BEGIN

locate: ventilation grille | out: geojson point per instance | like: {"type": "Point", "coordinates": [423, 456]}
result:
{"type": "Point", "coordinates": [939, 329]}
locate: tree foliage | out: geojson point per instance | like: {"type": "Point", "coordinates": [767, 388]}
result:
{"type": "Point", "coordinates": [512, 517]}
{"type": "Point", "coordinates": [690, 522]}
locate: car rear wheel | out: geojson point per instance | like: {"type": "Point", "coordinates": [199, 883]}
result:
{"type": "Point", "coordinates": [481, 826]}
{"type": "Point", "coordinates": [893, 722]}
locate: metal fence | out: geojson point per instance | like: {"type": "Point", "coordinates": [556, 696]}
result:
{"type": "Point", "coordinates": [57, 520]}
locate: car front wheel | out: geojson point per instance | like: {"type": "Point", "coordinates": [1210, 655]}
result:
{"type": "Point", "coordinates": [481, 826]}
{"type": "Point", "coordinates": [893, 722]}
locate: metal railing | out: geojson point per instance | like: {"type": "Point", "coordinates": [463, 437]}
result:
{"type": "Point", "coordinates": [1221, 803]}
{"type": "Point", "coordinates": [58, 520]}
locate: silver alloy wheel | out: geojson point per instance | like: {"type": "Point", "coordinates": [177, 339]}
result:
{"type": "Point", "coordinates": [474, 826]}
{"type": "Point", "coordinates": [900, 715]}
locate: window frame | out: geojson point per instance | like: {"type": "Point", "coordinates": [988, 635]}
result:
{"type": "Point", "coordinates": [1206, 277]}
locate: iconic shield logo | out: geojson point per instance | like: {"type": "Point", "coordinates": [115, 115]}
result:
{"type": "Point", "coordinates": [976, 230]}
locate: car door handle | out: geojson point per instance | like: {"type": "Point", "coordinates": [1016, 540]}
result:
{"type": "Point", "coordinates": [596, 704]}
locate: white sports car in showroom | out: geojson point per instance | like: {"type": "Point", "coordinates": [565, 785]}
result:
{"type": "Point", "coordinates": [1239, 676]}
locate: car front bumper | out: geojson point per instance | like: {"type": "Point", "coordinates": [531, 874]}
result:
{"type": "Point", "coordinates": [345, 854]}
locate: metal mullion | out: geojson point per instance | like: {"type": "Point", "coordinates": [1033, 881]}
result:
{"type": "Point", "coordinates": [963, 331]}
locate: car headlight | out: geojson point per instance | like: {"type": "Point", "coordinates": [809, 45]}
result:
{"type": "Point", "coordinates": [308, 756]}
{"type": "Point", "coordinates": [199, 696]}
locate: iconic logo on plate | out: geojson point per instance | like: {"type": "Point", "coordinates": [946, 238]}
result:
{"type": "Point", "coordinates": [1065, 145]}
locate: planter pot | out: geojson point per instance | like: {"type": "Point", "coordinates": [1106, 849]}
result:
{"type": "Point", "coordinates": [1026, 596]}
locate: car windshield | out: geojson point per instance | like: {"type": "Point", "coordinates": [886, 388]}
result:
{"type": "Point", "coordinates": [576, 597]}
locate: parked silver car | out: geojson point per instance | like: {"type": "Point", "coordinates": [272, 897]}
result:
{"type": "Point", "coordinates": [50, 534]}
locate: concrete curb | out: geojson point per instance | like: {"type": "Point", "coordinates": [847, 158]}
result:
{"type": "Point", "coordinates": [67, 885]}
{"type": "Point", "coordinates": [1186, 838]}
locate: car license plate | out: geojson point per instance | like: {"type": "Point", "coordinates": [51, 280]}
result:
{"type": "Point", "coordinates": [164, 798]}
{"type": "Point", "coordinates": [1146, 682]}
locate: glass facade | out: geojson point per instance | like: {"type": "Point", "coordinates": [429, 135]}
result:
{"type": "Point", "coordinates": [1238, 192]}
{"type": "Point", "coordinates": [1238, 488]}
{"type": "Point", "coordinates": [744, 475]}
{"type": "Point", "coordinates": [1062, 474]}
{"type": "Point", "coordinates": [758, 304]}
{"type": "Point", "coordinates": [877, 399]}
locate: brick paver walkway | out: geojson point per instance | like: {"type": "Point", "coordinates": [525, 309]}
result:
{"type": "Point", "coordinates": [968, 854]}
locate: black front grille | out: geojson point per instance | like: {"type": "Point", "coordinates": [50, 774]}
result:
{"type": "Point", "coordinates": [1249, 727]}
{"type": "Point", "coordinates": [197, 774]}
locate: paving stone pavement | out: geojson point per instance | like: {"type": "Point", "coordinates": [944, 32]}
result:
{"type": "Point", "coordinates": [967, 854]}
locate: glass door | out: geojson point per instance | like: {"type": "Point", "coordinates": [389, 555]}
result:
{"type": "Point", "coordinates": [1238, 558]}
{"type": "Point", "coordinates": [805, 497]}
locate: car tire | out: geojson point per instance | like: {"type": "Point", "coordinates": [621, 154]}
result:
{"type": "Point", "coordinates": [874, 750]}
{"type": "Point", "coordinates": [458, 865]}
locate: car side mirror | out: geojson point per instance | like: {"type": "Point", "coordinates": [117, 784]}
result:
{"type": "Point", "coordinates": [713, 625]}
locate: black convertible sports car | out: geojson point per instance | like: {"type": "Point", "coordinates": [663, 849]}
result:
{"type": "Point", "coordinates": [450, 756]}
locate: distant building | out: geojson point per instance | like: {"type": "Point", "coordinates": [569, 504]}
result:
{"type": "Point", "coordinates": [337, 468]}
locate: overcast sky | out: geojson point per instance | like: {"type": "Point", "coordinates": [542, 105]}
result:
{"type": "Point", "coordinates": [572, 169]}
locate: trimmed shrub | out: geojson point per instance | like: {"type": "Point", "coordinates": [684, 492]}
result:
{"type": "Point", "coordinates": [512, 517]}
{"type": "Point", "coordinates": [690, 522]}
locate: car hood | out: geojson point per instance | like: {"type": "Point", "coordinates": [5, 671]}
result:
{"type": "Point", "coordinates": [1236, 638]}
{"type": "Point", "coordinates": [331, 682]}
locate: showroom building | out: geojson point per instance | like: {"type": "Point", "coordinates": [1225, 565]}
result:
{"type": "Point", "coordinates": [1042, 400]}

END

Give back each entry exactly as it was written.

locate: ventilation grille | out: geojson point per instance | like: {"type": "Point", "coordinates": [423, 456]}
result:
{"type": "Point", "coordinates": [939, 329]}
locate: tree foliage | out: geojson point per instance | like: {"type": "Point", "coordinates": [767, 388]}
result:
{"type": "Point", "coordinates": [512, 517]}
{"type": "Point", "coordinates": [690, 522]}
locate: car rear wheel | out: geojson point per instance | like: {"type": "Point", "coordinates": [199, 883]}
result:
{"type": "Point", "coordinates": [481, 826]}
{"type": "Point", "coordinates": [893, 722]}
locate: metal fence | out: geojson point per instance | like: {"type": "Point", "coordinates": [556, 696]}
result:
{"type": "Point", "coordinates": [57, 520]}
locate: car front wheel | out: geojson point per instance | like: {"type": "Point", "coordinates": [1210, 655]}
result:
{"type": "Point", "coordinates": [481, 826]}
{"type": "Point", "coordinates": [893, 722]}
locate: metal railing | out: geojson point per instance | like: {"type": "Point", "coordinates": [463, 437]}
result:
{"type": "Point", "coordinates": [1221, 803]}
{"type": "Point", "coordinates": [58, 520]}
locate: silver alloy wheel | out: geojson point per instance | like: {"type": "Point", "coordinates": [177, 339]}
result:
{"type": "Point", "coordinates": [474, 826]}
{"type": "Point", "coordinates": [900, 715]}
locate: window frame | out: geojson point per instance | like: {"type": "Point", "coordinates": [988, 635]}
result:
{"type": "Point", "coordinates": [1206, 277]}
locate: iconic shield logo | out: geojson point per instance | like: {"type": "Point", "coordinates": [115, 115]}
result:
{"type": "Point", "coordinates": [976, 230]}
locate: car door handle | out: geojson point per instance | like: {"type": "Point", "coordinates": [1016, 540]}
result:
{"type": "Point", "coordinates": [596, 704]}
locate: white sports car in showroom | out: geojson point per instance | like: {"type": "Point", "coordinates": [565, 785]}
result:
{"type": "Point", "coordinates": [1239, 676]}
locate: car front bumper | out: geojson point per instance | like: {"type": "Point", "coordinates": [531, 874]}
result:
{"type": "Point", "coordinates": [345, 854]}
locate: metal mullion | out: geojson point per instance | like: {"type": "Point", "coordinates": [1033, 881]}
result:
{"type": "Point", "coordinates": [963, 331]}
locate: car headlight | out: geojson point per instance | like: {"type": "Point", "coordinates": [809, 45]}
result:
{"type": "Point", "coordinates": [308, 756]}
{"type": "Point", "coordinates": [199, 696]}
locate: iconic logo on plate | out: geojson point per instance | like: {"type": "Point", "coordinates": [946, 238]}
result:
{"type": "Point", "coordinates": [1065, 145]}
locate: planter pot | out: geojson point per instance | like: {"type": "Point", "coordinates": [1106, 849]}
result:
{"type": "Point", "coordinates": [1026, 596]}
locate: car windshield | out: geojson point per instance | like: {"type": "Point", "coordinates": [886, 388]}
result:
{"type": "Point", "coordinates": [576, 597]}
locate: parked silver car | out: geojson point per instance | like: {"type": "Point", "coordinates": [272, 897]}
result:
{"type": "Point", "coordinates": [50, 534]}
locate: concrete curb | out: geojson point per instance | like: {"type": "Point", "coordinates": [847, 158]}
result:
{"type": "Point", "coordinates": [67, 885]}
{"type": "Point", "coordinates": [1186, 838]}
locate: car license plate | out: geojson point per instance | like: {"type": "Point", "coordinates": [51, 280]}
result:
{"type": "Point", "coordinates": [164, 798]}
{"type": "Point", "coordinates": [1146, 682]}
locate: glass facade | out: geojson point per instance | like: {"type": "Point", "coordinates": [429, 135]}
result:
{"type": "Point", "coordinates": [1238, 192]}
{"type": "Point", "coordinates": [1238, 488]}
{"type": "Point", "coordinates": [744, 475]}
{"type": "Point", "coordinates": [1062, 474]}
{"type": "Point", "coordinates": [758, 304]}
{"type": "Point", "coordinates": [877, 399]}
locate: brick paver walkway | out: geojson point per instance | like: {"type": "Point", "coordinates": [525, 309]}
result:
{"type": "Point", "coordinates": [968, 854]}
locate: black front grille | out: geojson point per instance | like: {"type": "Point", "coordinates": [50, 774]}
result:
{"type": "Point", "coordinates": [1249, 727]}
{"type": "Point", "coordinates": [197, 774]}
locate: paving stone pavement | out: geojson point per instance | like: {"type": "Point", "coordinates": [944, 32]}
result:
{"type": "Point", "coordinates": [967, 854]}
locate: glass door | out: geojson point per instance | like: {"type": "Point", "coordinates": [389, 555]}
result:
{"type": "Point", "coordinates": [1238, 558]}
{"type": "Point", "coordinates": [805, 497]}
locate: car tire | out: geojson point per instance | like: {"type": "Point", "coordinates": [621, 154]}
result:
{"type": "Point", "coordinates": [874, 750]}
{"type": "Point", "coordinates": [458, 865]}
locate: car side mirror | out: geojson point per instance | like: {"type": "Point", "coordinates": [117, 784]}
result:
{"type": "Point", "coordinates": [713, 625]}
locate: black convertible sports car | out: geojson point per instance | like: {"type": "Point", "coordinates": [663, 849]}
result:
{"type": "Point", "coordinates": [450, 756]}
locate: distant building | out: geojson point per instance | like: {"type": "Point", "coordinates": [569, 504]}
result:
{"type": "Point", "coordinates": [337, 468]}
locate: overcast sky | out: geojson point per instance | like: {"type": "Point", "coordinates": [542, 105]}
result:
{"type": "Point", "coordinates": [572, 169]}
locate: trimmed shrub | out: geojson point per instance | like: {"type": "Point", "coordinates": [684, 492]}
result:
{"type": "Point", "coordinates": [512, 517]}
{"type": "Point", "coordinates": [690, 522]}
locate: car hood | out: geojson point per instance | like: {"type": "Point", "coordinates": [5, 671]}
result:
{"type": "Point", "coordinates": [1236, 638]}
{"type": "Point", "coordinates": [331, 682]}
locate: showroom building | out: geojson point per instance | like: {"type": "Point", "coordinates": [1225, 565]}
result:
{"type": "Point", "coordinates": [1042, 400]}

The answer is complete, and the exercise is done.